Data excerpts:

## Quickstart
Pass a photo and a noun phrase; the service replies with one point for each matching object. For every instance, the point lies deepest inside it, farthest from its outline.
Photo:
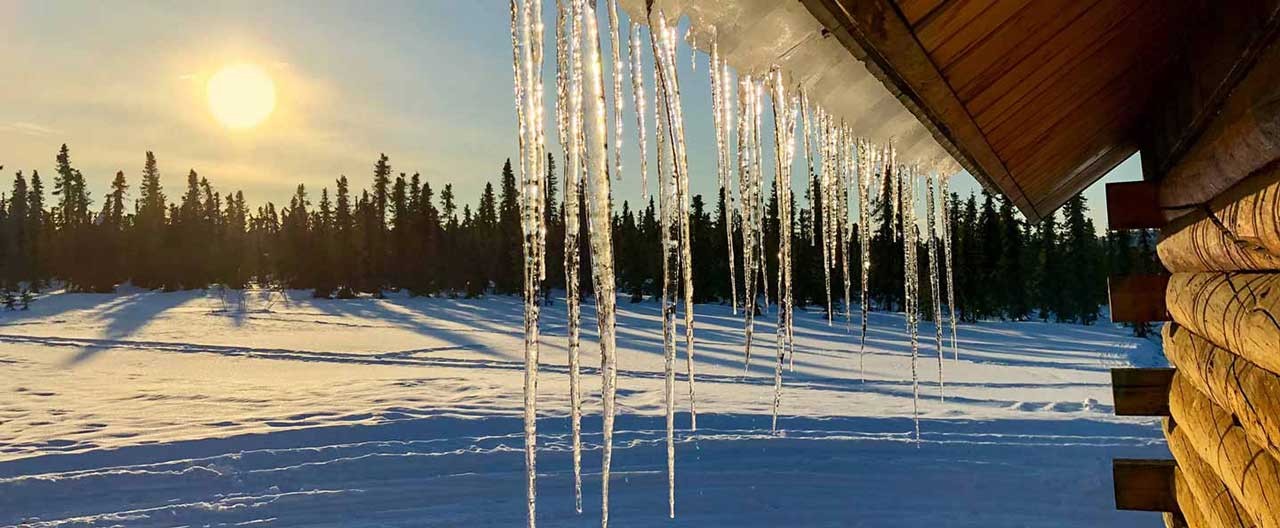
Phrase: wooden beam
(1219, 50)
(877, 33)
(1144, 485)
(1138, 299)
(1141, 392)
(1242, 139)
(1134, 205)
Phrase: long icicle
(616, 68)
(758, 172)
(826, 185)
(864, 230)
(749, 190)
(635, 54)
(906, 205)
(946, 249)
(602, 240)
(933, 277)
(848, 153)
(668, 194)
(522, 59)
(686, 255)
(784, 124)
(568, 104)
(721, 118)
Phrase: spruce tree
(347, 256)
(150, 227)
(510, 242)
(1011, 280)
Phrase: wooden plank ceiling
(1038, 98)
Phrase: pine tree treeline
(401, 233)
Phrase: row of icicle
(846, 169)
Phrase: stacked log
(1238, 231)
(1212, 504)
(1230, 382)
(1249, 473)
(1237, 312)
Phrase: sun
(241, 96)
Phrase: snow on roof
(757, 35)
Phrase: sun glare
(241, 96)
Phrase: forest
(402, 235)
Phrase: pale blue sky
(426, 82)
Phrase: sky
(426, 82)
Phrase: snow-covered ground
(165, 409)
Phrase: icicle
(526, 31)
(946, 247)
(864, 235)
(904, 182)
(758, 173)
(784, 146)
(616, 68)
(848, 153)
(933, 277)
(568, 104)
(673, 177)
(720, 118)
(600, 239)
(748, 187)
(639, 99)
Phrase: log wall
(1215, 506)
(1249, 472)
(1229, 381)
(1234, 232)
(1237, 312)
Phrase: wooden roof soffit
(876, 33)
(1224, 46)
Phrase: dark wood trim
(1138, 299)
(1144, 485)
(1219, 54)
(1141, 392)
(880, 36)
(1134, 205)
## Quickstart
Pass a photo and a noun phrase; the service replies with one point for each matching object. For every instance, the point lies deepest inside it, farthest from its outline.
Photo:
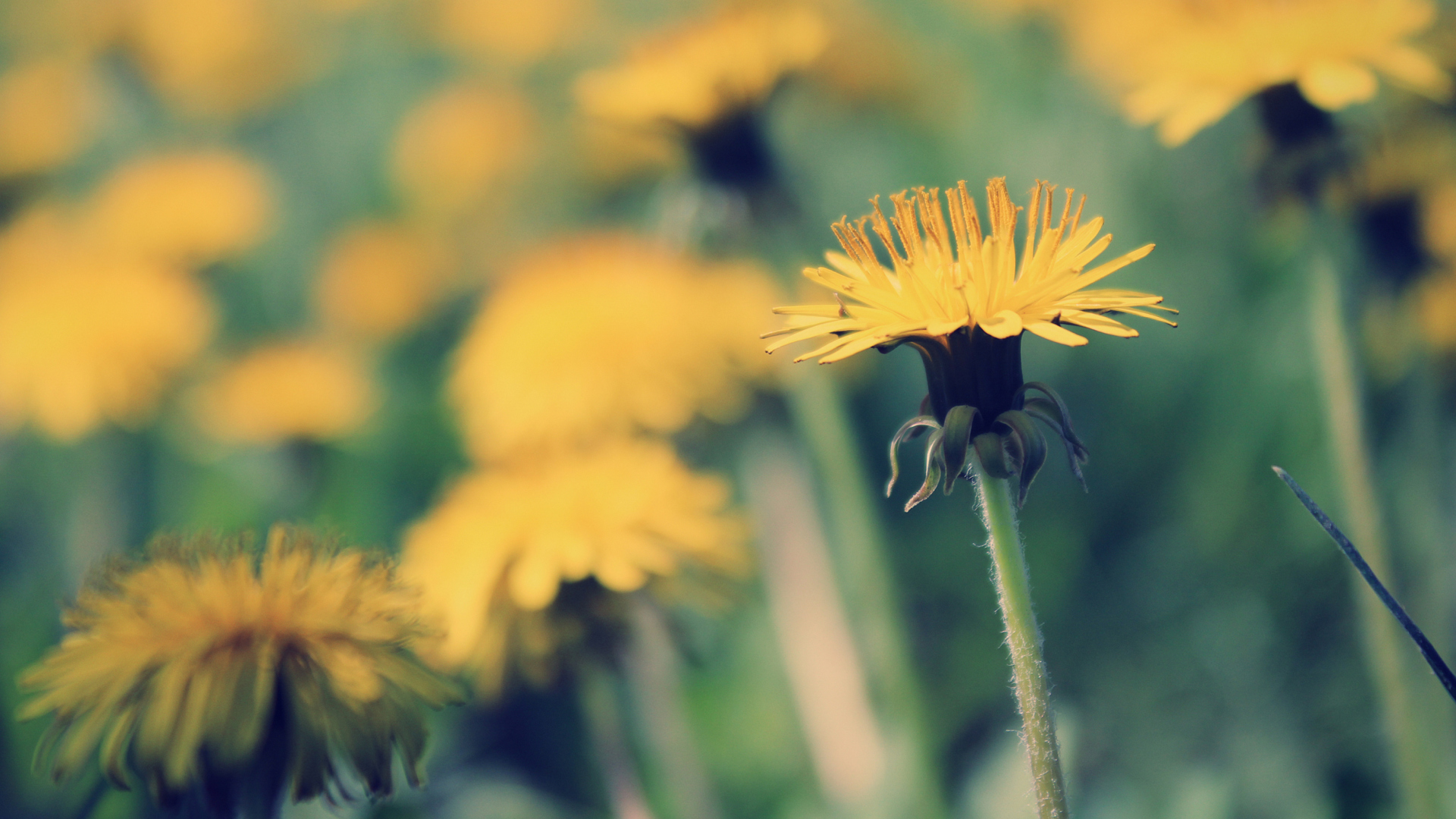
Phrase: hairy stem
(1024, 642)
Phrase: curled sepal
(990, 450)
(956, 438)
(1053, 413)
(906, 431)
(1030, 445)
(934, 468)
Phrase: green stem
(1024, 642)
(601, 707)
(1383, 643)
(865, 577)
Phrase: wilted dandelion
(287, 390)
(190, 207)
(606, 334)
(216, 668)
(49, 110)
(965, 309)
(457, 143)
(88, 334)
(1187, 63)
(504, 541)
(378, 280)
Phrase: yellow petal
(1332, 85)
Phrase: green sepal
(956, 438)
(934, 468)
(990, 449)
(1033, 447)
(906, 431)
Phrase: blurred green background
(1199, 627)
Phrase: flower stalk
(1024, 643)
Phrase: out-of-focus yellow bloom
(1436, 306)
(934, 290)
(47, 108)
(190, 207)
(218, 57)
(457, 143)
(606, 334)
(696, 74)
(289, 390)
(88, 334)
(1187, 63)
(185, 667)
(509, 30)
(506, 539)
(378, 280)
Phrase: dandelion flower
(704, 71)
(620, 513)
(1187, 63)
(47, 108)
(289, 390)
(457, 143)
(89, 335)
(191, 207)
(212, 665)
(965, 309)
(378, 280)
(606, 334)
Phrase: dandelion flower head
(606, 334)
(287, 390)
(49, 110)
(378, 280)
(935, 289)
(457, 143)
(693, 74)
(187, 665)
(88, 334)
(509, 538)
(1187, 63)
(193, 207)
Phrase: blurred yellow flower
(191, 207)
(287, 390)
(86, 334)
(49, 111)
(218, 57)
(707, 69)
(1187, 63)
(378, 280)
(507, 539)
(935, 292)
(509, 30)
(457, 143)
(606, 334)
(185, 667)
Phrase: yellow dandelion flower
(510, 31)
(191, 207)
(49, 110)
(212, 665)
(1187, 63)
(378, 280)
(620, 513)
(707, 69)
(606, 334)
(287, 390)
(220, 57)
(89, 335)
(965, 311)
(457, 143)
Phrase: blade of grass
(1443, 672)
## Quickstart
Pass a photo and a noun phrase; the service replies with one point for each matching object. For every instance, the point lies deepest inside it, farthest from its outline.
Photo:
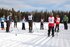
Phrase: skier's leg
(7, 26)
(58, 28)
(64, 25)
(22, 26)
(49, 29)
(55, 28)
(52, 31)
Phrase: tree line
(36, 14)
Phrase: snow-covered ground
(36, 39)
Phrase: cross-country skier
(15, 21)
(51, 25)
(65, 21)
(2, 19)
(30, 22)
(41, 25)
(57, 21)
(23, 23)
(8, 21)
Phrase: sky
(32, 5)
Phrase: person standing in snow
(57, 22)
(23, 23)
(51, 25)
(41, 25)
(65, 21)
(8, 21)
(15, 21)
(30, 22)
(2, 19)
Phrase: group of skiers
(53, 23)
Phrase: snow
(22, 38)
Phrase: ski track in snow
(36, 39)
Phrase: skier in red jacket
(51, 25)
(57, 21)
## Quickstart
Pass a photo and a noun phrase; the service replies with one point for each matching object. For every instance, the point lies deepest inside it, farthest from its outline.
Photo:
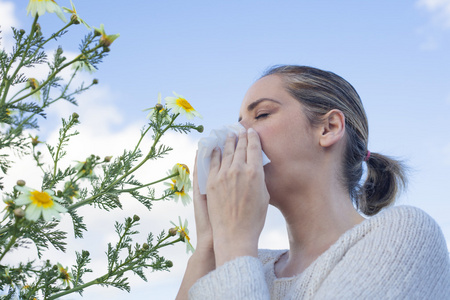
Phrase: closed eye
(262, 116)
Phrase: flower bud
(200, 128)
(38, 28)
(74, 19)
(173, 231)
(32, 82)
(186, 168)
(19, 213)
(35, 141)
(158, 107)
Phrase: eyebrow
(252, 105)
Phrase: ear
(333, 128)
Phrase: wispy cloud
(7, 20)
(439, 9)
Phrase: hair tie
(367, 156)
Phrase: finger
(254, 151)
(240, 155)
(215, 162)
(228, 150)
(196, 188)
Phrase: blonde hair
(321, 91)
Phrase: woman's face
(286, 135)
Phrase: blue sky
(395, 53)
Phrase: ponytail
(386, 177)
(321, 91)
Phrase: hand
(237, 197)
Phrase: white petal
(32, 212)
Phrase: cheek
(271, 140)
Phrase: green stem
(18, 93)
(8, 247)
(148, 184)
(147, 157)
(28, 43)
(140, 140)
(53, 75)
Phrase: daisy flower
(182, 179)
(181, 106)
(183, 232)
(105, 40)
(34, 84)
(179, 193)
(75, 17)
(41, 6)
(39, 203)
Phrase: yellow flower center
(185, 167)
(184, 104)
(41, 199)
(180, 193)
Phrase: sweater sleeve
(241, 278)
(403, 256)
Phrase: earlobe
(333, 128)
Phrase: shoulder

Stated task:
Rescale the records from the line containing "Phrase: tree line" through their end, both ends included. Reproduce every line, including those beginning with "Phrase:", but multiply each point coordinate by 1.9 and round it to the nearest whole number, with halves rounded up. Leave the pictures out of the answer.

Written answer:
Phrase: tree line
(68, 27)
Phrase: snow-covered ground
(68, 74)
Phrase: cross-country skier
(29, 40)
(97, 48)
(124, 40)
(4, 36)
(57, 42)
(78, 48)
(108, 40)
(44, 44)
(15, 40)
Phrase: sky
(61, 10)
Phrase: person standing in snow
(108, 42)
(44, 44)
(97, 48)
(78, 48)
(124, 40)
(15, 40)
(29, 40)
(57, 42)
(4, 36)
Phrase: group of skiers
(101, 44)
Phrase: snow
(42, 72)
Phrase: ski track in snow
(68, 74)
Phrase: skier in red jacket
(97, 48)
(108, 40)
## Quickstart
Pass a photo and a noun phrase; the service replies with one point for each matching object. For every instance, the point lies deepest inside it, farthest from its outline.
Photo:
Phrase: closed eye
(498, 220)
Phrase: flower bud
(380, 243)
(72, 53)
(141, 36)
(329, 439)
(61, 156)
(353, 319)
(36, 405)
(67, 268)
(300, 203)
Phrase: eyebrow
(479, 200)
Phrase: ear
(633, 243)
Phrase: wispy cloud
(13, 38)
(834, 17)
Phrase: hair tie
(697, 296)
Phrase: finger
(483, 287)
(456, 295)
(409, 308)
(433, 285)
(372, 357)
Phrase: blonde hair
(610, 173)
Phrase: woman's face
(543, 257)
Phrase: blue sky
(751, 101)
Phrase: ponytail
(733, 336)
(610, 173)
Phrase: hand
(450, 374)
Phrase: white petal
(61, 403)
Phrase: cheek
(515, 266)
Phrase: green stem
(34, 177)
(15, 469)
(281, 350)
(279, 298)
(53, 82)
(266, 266)
(101, 143)
Phrase: daisy flower
(346, 340)
(344, 201)
(348, 441)
(200, 76)
(65, 160)
(340, 367)
(143, 32)
(78, 11)
(74, 386)
Phrase: yellow flower center
(352, 317)
(350, 198)
(78, 378)
(342, 367)
Phrase: sweater sleeve
(458, 528)
(766, 486)
Phrase: earlobe
(633, 243)
Phrase: shoulder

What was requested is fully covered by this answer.